[TEXT BLOCK Boundary: Start]
In celebration of the power of science we spoke to three people: an individual, a medical provider, and a vaccine scientist about how vaccines have impacted them throughout their lives. Here are their answers:

John Scully, 79, resident of Florida

Photo courtesy of John Scully

When John Scully was born, America was in the midst of an epidemic: tens of thousands of children in the United States were falling ill with paralytic poliomyelitis — otherwise known as polio, a disease that attacks the central nervous system and often leaves its victims partially or fully paralyzed.

"As kids, we were all afraid of getting polio," he says, "because if you got polio, you could end up in the dreaded iron lung and we were all terrified of those." Iron lungs were respirators that enclosed most of a person's body; people with severe cases often would end up in these respirators as they fought for their lives.
[TEXT BLOCK Boundary: End]
● **TASK DESCRIPTION**
Write out the passage on vaccines word for word, starting at "When John Scully" and ending after "for their lives.". Answer using only the passage on vaccines.
[GIVEN RECORDS Boundary: Start]
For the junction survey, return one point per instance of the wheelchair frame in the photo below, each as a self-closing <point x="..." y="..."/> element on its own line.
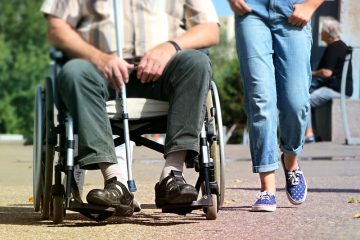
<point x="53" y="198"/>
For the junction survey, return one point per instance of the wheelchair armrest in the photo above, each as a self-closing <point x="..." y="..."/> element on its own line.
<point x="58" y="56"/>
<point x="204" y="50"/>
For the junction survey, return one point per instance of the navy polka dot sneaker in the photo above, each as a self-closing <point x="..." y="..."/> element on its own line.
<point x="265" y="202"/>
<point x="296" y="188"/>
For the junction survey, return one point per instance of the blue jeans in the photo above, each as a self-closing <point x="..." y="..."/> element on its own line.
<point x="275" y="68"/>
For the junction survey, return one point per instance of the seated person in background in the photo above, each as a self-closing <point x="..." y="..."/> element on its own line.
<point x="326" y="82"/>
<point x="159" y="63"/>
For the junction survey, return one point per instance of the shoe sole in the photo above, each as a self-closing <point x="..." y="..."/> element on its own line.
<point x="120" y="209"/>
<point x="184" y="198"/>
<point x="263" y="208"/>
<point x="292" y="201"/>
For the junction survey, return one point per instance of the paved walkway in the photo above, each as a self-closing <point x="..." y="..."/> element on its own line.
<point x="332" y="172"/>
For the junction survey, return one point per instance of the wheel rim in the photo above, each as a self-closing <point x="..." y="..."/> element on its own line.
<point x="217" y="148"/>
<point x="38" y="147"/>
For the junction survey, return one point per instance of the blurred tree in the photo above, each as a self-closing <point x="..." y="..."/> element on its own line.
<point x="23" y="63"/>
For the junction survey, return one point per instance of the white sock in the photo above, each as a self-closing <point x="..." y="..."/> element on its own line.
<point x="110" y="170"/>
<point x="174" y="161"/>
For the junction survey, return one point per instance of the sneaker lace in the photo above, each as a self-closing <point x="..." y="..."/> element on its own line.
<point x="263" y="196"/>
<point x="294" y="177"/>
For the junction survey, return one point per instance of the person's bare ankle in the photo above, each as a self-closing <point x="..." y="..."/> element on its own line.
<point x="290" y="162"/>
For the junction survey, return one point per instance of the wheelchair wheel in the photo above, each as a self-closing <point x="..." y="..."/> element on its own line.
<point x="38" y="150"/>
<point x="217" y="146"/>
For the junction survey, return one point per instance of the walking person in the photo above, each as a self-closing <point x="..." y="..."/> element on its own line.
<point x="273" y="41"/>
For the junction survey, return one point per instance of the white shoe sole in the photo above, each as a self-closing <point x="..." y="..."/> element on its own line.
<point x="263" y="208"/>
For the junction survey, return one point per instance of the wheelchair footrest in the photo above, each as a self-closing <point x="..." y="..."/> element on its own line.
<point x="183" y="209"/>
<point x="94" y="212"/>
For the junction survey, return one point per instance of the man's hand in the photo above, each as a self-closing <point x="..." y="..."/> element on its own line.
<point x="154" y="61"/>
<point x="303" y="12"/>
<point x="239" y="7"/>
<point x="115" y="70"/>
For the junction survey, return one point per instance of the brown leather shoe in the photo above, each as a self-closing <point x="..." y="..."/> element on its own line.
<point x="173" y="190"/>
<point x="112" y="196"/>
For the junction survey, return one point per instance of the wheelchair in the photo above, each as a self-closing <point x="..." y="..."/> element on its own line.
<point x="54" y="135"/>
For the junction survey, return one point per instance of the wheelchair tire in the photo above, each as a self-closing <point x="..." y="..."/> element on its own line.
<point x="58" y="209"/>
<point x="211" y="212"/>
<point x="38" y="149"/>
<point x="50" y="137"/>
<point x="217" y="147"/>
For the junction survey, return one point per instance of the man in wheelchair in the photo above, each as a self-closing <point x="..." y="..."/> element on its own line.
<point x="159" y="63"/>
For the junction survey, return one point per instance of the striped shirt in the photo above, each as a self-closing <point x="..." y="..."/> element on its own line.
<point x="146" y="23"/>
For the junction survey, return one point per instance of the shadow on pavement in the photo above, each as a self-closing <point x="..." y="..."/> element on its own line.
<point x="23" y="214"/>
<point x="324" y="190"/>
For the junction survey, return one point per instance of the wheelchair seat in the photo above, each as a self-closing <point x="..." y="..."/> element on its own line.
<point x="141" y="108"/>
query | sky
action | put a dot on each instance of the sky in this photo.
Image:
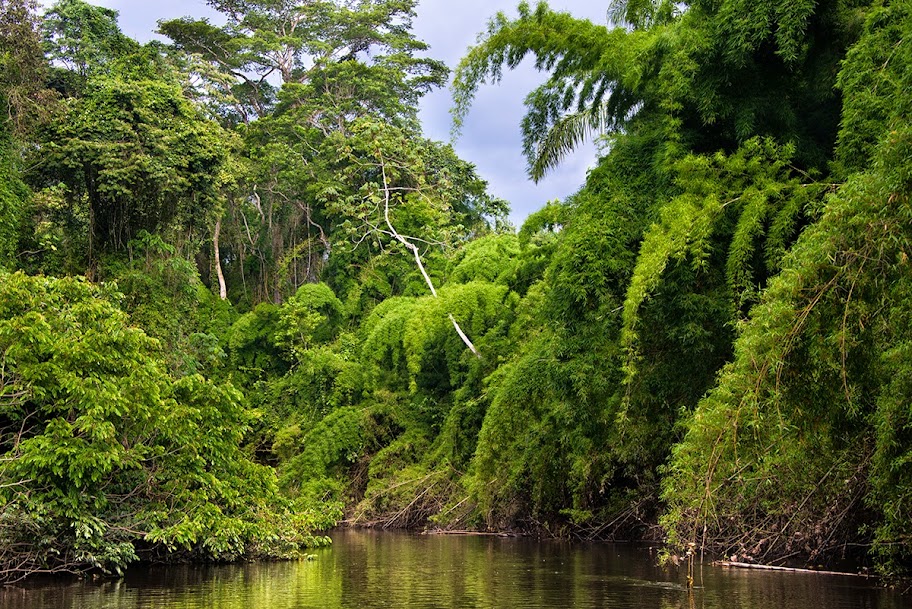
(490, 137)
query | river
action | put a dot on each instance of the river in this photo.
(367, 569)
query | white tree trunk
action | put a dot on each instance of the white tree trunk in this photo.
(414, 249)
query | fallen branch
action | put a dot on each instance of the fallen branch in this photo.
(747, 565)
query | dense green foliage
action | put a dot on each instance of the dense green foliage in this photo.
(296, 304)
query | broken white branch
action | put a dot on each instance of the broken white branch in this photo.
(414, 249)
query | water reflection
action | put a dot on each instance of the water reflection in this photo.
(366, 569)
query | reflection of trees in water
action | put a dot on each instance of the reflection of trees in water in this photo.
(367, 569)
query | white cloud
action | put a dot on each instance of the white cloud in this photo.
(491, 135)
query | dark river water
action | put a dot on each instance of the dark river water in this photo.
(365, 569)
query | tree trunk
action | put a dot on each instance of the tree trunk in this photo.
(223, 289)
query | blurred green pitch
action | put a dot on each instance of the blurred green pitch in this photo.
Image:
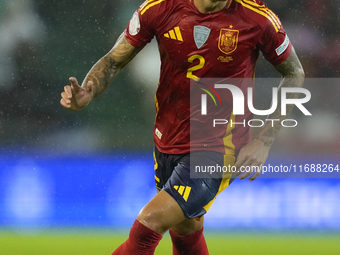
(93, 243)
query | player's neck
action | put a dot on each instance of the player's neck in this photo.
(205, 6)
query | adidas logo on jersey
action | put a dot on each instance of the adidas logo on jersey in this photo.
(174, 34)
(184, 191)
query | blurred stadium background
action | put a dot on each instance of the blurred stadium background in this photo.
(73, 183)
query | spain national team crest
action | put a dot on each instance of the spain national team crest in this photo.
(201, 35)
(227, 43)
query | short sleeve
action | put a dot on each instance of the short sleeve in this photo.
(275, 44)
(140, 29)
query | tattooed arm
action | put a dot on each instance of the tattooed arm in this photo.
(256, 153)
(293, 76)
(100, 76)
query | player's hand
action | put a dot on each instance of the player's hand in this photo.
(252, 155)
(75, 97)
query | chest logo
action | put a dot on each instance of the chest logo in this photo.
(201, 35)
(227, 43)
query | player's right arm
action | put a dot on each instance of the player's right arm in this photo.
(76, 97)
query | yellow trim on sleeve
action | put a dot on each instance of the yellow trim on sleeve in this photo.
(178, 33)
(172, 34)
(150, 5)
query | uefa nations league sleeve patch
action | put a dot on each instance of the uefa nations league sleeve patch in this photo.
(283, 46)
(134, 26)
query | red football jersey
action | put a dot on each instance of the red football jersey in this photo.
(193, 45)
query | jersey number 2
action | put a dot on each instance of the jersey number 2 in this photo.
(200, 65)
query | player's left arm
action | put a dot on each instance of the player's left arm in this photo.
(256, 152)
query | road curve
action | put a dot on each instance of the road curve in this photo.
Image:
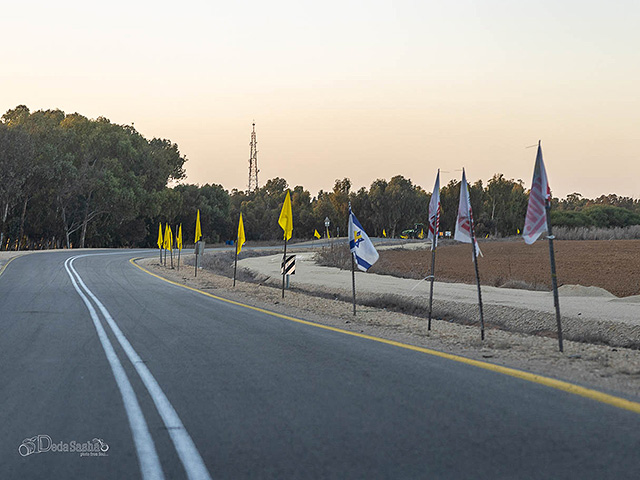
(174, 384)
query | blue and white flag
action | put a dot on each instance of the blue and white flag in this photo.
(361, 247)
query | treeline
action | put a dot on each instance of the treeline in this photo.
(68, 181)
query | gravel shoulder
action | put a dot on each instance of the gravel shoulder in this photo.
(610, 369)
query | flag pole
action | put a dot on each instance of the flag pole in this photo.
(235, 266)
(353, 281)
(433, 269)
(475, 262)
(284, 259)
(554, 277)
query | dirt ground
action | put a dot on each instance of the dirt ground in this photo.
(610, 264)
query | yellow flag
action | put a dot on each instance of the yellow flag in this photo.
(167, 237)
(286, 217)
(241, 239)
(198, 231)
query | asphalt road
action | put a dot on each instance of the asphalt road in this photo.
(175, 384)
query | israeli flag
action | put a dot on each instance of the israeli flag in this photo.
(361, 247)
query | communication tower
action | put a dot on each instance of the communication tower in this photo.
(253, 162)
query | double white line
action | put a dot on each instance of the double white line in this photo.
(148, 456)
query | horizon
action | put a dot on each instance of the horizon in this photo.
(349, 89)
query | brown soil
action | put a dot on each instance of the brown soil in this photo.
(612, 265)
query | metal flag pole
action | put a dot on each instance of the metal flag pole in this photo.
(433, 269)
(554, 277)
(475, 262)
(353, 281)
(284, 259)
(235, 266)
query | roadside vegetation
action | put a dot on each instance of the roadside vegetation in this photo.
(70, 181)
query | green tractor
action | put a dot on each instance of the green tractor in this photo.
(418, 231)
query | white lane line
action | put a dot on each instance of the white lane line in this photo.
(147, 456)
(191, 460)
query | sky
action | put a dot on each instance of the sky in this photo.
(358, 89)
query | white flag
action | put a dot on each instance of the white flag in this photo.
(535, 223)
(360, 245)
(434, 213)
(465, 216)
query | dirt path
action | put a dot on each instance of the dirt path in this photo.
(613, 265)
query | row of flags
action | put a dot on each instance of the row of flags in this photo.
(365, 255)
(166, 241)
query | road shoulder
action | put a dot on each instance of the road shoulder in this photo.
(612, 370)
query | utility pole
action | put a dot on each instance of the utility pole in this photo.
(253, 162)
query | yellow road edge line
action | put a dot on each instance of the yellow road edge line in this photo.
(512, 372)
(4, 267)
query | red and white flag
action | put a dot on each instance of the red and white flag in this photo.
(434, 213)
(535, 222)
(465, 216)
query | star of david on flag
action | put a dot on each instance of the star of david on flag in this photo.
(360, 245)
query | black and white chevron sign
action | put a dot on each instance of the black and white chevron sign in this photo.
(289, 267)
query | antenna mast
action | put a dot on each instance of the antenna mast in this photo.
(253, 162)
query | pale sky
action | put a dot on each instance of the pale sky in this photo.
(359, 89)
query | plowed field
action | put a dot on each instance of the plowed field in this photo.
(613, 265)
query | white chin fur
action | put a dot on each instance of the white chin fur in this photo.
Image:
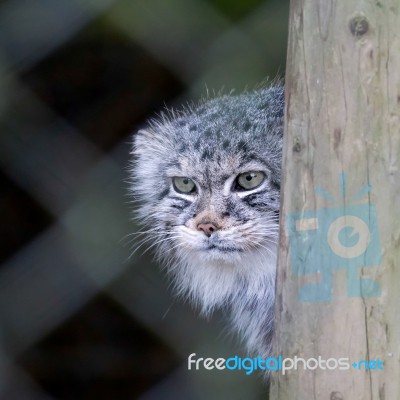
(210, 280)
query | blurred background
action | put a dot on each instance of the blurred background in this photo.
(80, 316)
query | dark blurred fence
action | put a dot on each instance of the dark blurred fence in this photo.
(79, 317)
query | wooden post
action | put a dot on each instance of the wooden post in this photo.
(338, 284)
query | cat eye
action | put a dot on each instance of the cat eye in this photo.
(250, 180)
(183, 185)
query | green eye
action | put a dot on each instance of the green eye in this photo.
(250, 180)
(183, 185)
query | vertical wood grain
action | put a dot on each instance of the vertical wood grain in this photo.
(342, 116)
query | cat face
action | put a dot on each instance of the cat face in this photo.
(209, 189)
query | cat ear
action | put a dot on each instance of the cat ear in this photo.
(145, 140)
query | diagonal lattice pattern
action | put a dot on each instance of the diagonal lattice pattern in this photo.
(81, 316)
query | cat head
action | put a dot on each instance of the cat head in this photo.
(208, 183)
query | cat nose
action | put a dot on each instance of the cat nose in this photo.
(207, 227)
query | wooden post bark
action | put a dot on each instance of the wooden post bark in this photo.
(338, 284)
[GIVEN RECORDS Boundary: End]
● **WRITTEN RESPONSE**
When John Scully was born, America was in the midst of an epidemic: tens of thousands of children in the United States were falling ill with paralytic poliomyelitis — otherwise known as polio, a disease that attacks the central nervous system and often leaves its victims partially or fully paralyzed.

"As kids, we were all afraid of getting polio," he says, "because if you got polio, you could end up in the dreaded iron lung and we were all terrified of those." Iron lungs were respirators that enclosed most of a person's body; people with severe cases often would end up in these respirators as they fought for their lives.